Collected data entries
+---+

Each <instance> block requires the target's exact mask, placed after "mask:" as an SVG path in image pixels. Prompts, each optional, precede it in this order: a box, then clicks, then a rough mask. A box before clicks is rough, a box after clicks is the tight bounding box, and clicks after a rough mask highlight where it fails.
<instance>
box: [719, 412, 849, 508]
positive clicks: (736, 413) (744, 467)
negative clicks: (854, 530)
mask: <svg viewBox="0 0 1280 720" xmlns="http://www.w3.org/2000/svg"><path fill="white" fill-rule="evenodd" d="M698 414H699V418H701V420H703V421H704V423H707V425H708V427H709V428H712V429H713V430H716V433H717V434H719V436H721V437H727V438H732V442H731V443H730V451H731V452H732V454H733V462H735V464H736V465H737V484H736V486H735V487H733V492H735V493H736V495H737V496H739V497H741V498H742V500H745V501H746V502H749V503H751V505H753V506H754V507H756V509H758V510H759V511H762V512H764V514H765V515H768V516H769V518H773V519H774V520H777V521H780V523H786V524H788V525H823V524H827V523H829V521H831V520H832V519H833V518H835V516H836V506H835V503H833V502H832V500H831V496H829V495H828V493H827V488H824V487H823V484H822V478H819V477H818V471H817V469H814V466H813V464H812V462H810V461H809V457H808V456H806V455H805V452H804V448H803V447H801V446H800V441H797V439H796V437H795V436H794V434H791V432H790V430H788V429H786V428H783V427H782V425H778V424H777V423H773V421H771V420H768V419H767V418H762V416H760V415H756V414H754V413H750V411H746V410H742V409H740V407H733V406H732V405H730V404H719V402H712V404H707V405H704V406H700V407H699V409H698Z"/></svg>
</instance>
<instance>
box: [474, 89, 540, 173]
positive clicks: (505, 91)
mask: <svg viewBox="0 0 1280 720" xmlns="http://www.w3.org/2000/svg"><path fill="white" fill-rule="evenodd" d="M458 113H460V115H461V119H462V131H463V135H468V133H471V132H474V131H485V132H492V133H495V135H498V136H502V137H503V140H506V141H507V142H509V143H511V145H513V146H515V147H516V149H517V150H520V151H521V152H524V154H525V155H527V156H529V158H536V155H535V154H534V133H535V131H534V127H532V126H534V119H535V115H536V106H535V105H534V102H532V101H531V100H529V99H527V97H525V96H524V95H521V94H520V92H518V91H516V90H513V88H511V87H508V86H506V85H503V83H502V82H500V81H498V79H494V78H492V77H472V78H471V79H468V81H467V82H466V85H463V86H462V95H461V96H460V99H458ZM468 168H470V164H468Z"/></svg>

+---+

INSTRUCTIONS FOR THE TASK: Locate the lines above that contain "instance" and copy them.

REPLY TO THE TASK:
Each <instance> block requires the target's exact mask, placed after "mask:" as an SVG path in image pixels. Prompts, each optional, precede it in this order: a box, then clicks, then a rough mask. A box before clicks is rough, a box after clicks is the tight bounding box, and clicks after a rough mask highlight where it fails.
<instance>
</instance>
<instance>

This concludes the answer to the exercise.